■ **Problem to solve**
Your answer must be an exact transcription of every record.

■ **Data listing**
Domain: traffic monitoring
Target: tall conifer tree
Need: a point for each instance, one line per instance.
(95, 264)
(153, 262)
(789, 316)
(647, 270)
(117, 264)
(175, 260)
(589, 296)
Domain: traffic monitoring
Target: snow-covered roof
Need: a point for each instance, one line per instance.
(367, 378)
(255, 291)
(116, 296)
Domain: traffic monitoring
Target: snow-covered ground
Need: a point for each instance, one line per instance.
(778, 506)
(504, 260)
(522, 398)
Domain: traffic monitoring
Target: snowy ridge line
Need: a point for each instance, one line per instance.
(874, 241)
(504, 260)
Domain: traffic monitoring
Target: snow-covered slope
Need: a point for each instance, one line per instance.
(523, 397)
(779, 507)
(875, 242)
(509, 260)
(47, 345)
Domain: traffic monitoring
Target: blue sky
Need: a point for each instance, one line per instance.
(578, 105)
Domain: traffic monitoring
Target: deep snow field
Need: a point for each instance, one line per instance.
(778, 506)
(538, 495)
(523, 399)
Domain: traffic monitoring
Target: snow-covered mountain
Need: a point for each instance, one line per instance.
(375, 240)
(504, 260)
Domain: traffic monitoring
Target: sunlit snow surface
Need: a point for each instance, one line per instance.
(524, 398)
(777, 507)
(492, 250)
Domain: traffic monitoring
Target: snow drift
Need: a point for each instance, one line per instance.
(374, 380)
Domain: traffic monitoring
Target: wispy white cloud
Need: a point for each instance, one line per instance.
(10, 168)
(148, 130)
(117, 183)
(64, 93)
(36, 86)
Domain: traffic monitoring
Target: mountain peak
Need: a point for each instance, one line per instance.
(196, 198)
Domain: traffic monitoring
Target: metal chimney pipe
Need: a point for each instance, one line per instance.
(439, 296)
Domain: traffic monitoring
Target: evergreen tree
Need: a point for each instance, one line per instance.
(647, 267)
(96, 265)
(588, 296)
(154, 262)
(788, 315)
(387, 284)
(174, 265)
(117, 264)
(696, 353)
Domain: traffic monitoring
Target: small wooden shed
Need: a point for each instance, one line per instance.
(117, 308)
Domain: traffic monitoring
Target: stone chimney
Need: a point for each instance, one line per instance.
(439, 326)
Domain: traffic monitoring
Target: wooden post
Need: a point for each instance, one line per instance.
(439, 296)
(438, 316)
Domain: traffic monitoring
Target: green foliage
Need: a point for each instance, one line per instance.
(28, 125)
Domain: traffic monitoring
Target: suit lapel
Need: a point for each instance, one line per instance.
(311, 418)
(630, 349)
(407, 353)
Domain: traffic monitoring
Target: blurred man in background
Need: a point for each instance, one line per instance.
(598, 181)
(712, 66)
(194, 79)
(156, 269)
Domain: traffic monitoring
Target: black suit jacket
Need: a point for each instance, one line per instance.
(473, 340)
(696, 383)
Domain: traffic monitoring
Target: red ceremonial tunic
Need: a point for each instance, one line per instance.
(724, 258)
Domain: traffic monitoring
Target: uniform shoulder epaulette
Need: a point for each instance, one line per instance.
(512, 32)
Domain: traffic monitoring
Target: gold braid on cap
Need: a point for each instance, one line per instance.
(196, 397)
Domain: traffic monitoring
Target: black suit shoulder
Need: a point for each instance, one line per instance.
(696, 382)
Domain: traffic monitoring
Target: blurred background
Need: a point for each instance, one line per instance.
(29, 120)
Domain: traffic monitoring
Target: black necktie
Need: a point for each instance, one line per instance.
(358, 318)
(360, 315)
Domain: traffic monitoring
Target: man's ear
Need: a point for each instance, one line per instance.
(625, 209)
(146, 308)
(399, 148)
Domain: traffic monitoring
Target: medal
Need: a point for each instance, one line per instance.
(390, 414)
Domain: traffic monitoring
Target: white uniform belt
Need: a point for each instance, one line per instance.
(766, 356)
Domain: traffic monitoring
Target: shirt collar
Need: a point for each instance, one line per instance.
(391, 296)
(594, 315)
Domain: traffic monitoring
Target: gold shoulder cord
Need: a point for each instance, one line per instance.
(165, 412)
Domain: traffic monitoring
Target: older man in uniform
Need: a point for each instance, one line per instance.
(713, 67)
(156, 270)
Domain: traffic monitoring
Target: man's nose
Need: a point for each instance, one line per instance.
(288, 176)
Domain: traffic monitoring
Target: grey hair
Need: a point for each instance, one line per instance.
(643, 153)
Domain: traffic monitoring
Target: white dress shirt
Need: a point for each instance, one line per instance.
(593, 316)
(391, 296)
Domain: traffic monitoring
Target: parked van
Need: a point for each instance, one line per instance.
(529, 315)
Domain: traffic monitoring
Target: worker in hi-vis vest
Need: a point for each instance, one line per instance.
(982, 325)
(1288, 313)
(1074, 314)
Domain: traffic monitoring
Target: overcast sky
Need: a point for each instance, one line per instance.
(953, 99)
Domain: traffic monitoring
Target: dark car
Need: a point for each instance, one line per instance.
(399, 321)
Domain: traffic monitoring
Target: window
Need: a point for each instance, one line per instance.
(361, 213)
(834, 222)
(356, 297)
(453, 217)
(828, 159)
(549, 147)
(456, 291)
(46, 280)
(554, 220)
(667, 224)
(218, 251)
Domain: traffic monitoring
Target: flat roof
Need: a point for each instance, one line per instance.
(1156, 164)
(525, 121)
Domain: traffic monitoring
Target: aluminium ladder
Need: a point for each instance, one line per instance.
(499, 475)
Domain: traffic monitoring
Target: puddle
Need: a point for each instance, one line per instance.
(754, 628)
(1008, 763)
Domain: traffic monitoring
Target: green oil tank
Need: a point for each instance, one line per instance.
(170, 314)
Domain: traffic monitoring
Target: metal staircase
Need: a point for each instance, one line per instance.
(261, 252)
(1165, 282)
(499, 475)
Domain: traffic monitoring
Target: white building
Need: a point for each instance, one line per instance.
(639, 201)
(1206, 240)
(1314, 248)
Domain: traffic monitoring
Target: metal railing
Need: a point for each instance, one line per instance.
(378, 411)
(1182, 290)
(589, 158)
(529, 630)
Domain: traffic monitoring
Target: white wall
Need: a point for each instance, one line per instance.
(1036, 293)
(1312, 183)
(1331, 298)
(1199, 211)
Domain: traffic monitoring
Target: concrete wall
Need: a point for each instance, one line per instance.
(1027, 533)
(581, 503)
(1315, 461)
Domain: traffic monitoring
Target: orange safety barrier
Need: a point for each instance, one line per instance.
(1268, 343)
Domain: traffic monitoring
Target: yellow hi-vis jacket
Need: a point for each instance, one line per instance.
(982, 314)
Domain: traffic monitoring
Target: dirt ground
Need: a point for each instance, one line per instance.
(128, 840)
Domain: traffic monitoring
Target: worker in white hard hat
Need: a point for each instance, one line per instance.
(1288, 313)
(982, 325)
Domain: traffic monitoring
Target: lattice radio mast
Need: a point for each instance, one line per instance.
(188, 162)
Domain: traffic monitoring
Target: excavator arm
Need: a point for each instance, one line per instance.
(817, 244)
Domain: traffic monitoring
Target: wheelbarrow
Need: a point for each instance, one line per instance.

■ **Solution to this exercise**
Domain: traffic monitoring
Target: tall conifer tree
Need: a point for each instance, one line per instance.
(95, 264)
(153, 262)
(789, 316)
(647, 270)
(117, 264)
(175, 260)
(589, 296)
Domain: traffic monitoring
Target: snow-covered roof
Need: a point for each instance, one line per instance.
(367, 378)
(255, 291)
(116, 296)
Domain: traffic monitoring
Target: snow-covered ground
Need: a point for each instance, one line per instance.
(778, 506)
(504, 260)
(522, 398)
Domain: traffic monitoring
Target: snowy ridge line
Need: a point for each instance, one line per instance.
(874, 241)
(504, 260)
Domain: traffic monitoring
Target: snow-covered slope
Need: a point for each instance, one line per instance.
(523, 397)
(779, 507)
(875, 242)
(509, 260)
(47, 345)
Domain: traffic monitoring
Target: blue sky
Need: a point for each instance, one line per instance.
(578, 105)
Domain: traffic monitoring
Target: deep snow field
Need: a point for each instance, one line per instance.
(778, 506)
(538, 495)
(523, 399)
Domain: traffic monitoring
Target: snow-covered mountain
Need: a point for each instance, one line per instance.
(375, 240)
(504, 260)
Domain: traffic monitoring
Target: sunlit snow surface
Need: a point for each instance, one line per instance.
(524, 398)
(777, 507)
(492, 250)
Domain: traffic monitoring
Target: snow drift
Need: a point for each instance, one line per instance.
(374, 380)
Domain: traffic monitoring
Target: wispy white cloud
Need: a point for each instance, one line per instance.
(10, 168)
(148, 130)
(117, 183)
(64, 93)
(36, 86)
Domain: traffic monitoring
Target: mountain peak
Need: a point for each instance, one line per instance.
(196, 198)
Domain: traffic monitoring
Target: metal chimney pipe
Need: a point for each instance, one line per instance.
(439, 296)
Domain: traffic monitoring
Target: evergreen tree
Need: a point for each instance, one line per instance.
(647, 267)
(96, 265)
(588, 296)
(154, 262)
(788, 315)
(387, 284)
(174, 265)
(117, 264)
(696, 353)
Domain: traffic monitoring
Target: small wooden shed
Need: a point for each instance, one line per instance.
(117, 308)
Domain: traffic monitoring
Target: stone chimney
Need: a point for each instance, one line per instance.
(439, 326)
Domain: traffic monitoring
Target: wooden post
Need: a point for each instance, one line per instance.
(439, 296)
(438, 316)
Domain: traffic monitoring
Target: green foliage
Need: a point for each instance, one line per instance.
(28, 125)
Domain: traffic monitoring
Target: suit lapel
Need: a point for each instance, one line per instance.
(311, 418)
(630, 349)
(407, 353)
Domain: traffic monitoring
Target: blurred man in background
Need: a point for each instance, one line per instance.
(598, 181)
(712, 66)
(194, 79)
(156, 269)
Domain: traffic monitoring
Target: black suit jacket
Need: a point for each instance, one line per instance.
(473, 340)
(696, 383)
Domain: traffic monitoring
Target: red ceremonial tunic
Need: a point for each instance, one line per instance.
(724, 258)
Domain: traffic monitoring
Target: uniform shoulder epaulette
Need: a point for each instance, one line per instance.
(512, 32)
Domain: traffic monitoring
Target: gold braid on cap
Need: a point for each instance, one line per instance.
(196, 397)
Domain: traffic monitoring
Target: black suit shoulder
Need: a point for each instance, one line per instance.
(696, 382)
Domain: traffic monitoring
Target: blurred background
Need: a point for each instance, one line per instance.
(29, 120)
Domain: traffic monitoring
Target: black necktie
Need: a point for each instance, one line per instance.
(358, 318)
(360, 315)
Domain: traffic monitoring
Target: man's ear
Need: a point for each instance, one line per instance.
(625, 209)
(146, 308)
(399, 148)
Domain: traffic monitoring
Target: medal
Need: a point for each instance, one line per instance.
(390, 414)
Domain: traffic monitoring
Target: white uniform belt
Need: a point for each instance, one line per instance.
(766, 356)
Domain: traffic monitoring
Target: shirt collar
Need: a point for each instance, one line per instance.
(391, 296)
(594, 315)
Domain: traffic monitoring
Target: gold shoulder cord
Need: a point for each instance, one line per instance.
(165, 412)
Domain: traffic monitoring
Target: older man in uniform
Need: a point for each instance, one line per instance.
(713, 67)
(156, 270)
Domain: traffic monitoring
Target: man's nose
Need: a point for each instance, one line per instance.
(288, 176)
Domain: traffic monitoring
Target: grey hair
Need: a point for each instance, one line per instance.
(643, 153)
Domain: traffic monitoring
Target: white dress shirt
Need: a point for each instance, one line per instance.
(593, 316)
(391, 296)
Domain: traffic monitoring
Target: parked van
Need: a point for each instance, one line per instance.
(529, 315)
Domain: traffic monitoring
Target: worker in hi-vis vest
Need: a point for each instance, one line per instance.
(982, 325)
(1288, 313)
(1074, 314)
Domain: traffic monitoring
Target: overcast sky
Need: a point for each instance, one line per instance.
(953, 99)
Domain: traffic monitoring
Target: dark car
Need: a point for each instance, one line per instance.
(399, 321)
Domain: traffic monitoring
Target: window
Need: a point for each instance, one line per instance.
(361, 213)
(834, 222)
(356, 297)
(453, 217)
(828, 159)
(549, 147)
(456, 291)
(46, 280)
(554, 220)
(667, 224)
(218, 251)
Domain: traffic monitoring
Target: flat roof
Need: a point for each instance, one line per instance.
(1156, 164)
(525, 121)
Domain: traffic monitoring
Target: aluminium ladder
Need: a point for each instance, one line per instance.
(499, 475)
Domain: traffic monitoring
Target: puddle
Need: a point for each instance, one line per instance.
(754, 628)
(1008, 763)
Domain: traffic monitoring
Target: green oil tank
Need: a point for each instance, one line per instance.
(170, 314)
Domain: traffic monitoring
Target: metal staircase
Need: a point for each instance, one line per instance.
(261, 252)
(1165, 282)
(499, 475)
Domain: traffic monitoring
Target: white building
Need: a point for each instance, one line per instance.
(639, 201)
(1206, 240)
(1314, 248)
Domain: traffic monitoring
Target: metal railing
Need: a point for each instance, one line per instance.
(378, 411)
(1182, 290)
(589, 158)
(529, 630)
Domain: traffic monitoring
Target: white wall
Need: a point for each instance, one line per instance.
(1036, 293)
(1312, 183)
(1331, 298)
(1199, 211)
Domain: traffic monitoring
Target: concrete wall
Need: a point for each instance, one line per instance.
(1027, 533)
(581, 503)
(1315, 461)
Domain: traffic monitoring
Target: orange safety barrier
Need: a point for each instance, one line per instance.
(1268, 343)
Domain: traffic monitoring
Target: yellow hi-vis jacket
Need: a point for each instance, one line per instance.
(982, 314)
Domain: traffic monitoring
Target: dirt ground
Need: a point for each instance, one line per instance.
(128, 840)
Domain: traffic monitoring
Target: worker in white hard hat
Need: a point for each instance, one line per instance.
(1288, 313)
(982, 325)
Domain: traffic monitoring
Target: lattice radio mast
Need: a point for each instance, one line per instance.
(188, 162)
Domain: traffic monitoring
Target: excavator arm
Need: a point for each instance, one line per instance.
(817, 244)
Domain: traffic monitoring
Target: wheelbarrow
Need: a point for each instance, one line per instance.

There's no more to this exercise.